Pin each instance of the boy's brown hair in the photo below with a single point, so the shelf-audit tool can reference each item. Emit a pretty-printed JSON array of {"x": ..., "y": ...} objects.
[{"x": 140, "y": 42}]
######
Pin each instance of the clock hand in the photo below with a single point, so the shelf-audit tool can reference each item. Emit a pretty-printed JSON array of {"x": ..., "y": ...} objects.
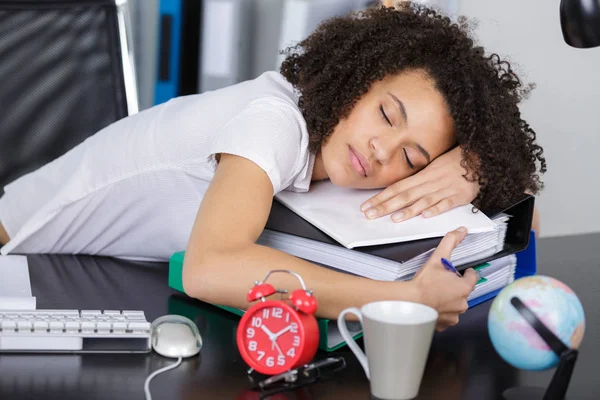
######
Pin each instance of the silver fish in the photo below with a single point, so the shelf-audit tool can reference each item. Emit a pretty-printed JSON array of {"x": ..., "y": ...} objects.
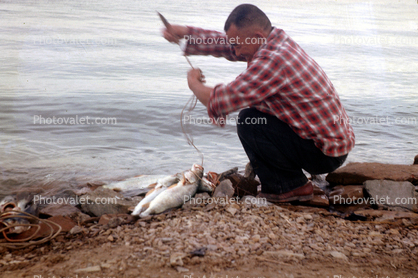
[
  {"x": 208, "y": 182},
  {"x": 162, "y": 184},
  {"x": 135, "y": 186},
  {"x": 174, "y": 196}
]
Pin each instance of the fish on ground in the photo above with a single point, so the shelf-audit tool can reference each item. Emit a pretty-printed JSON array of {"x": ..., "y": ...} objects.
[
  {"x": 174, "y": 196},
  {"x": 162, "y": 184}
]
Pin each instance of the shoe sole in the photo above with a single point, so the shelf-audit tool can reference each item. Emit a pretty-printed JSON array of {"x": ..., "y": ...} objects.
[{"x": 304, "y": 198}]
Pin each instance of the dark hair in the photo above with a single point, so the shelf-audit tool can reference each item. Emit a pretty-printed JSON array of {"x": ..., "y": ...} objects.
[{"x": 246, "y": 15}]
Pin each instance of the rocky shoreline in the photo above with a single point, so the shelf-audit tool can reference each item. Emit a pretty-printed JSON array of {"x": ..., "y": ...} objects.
######
◆ TASK DETAILS
Please count how many lines in the records contain the word "above", treating uppercase and lowercase as different, and reply with that number alone.

◆ COMPLETE OUTPUT
4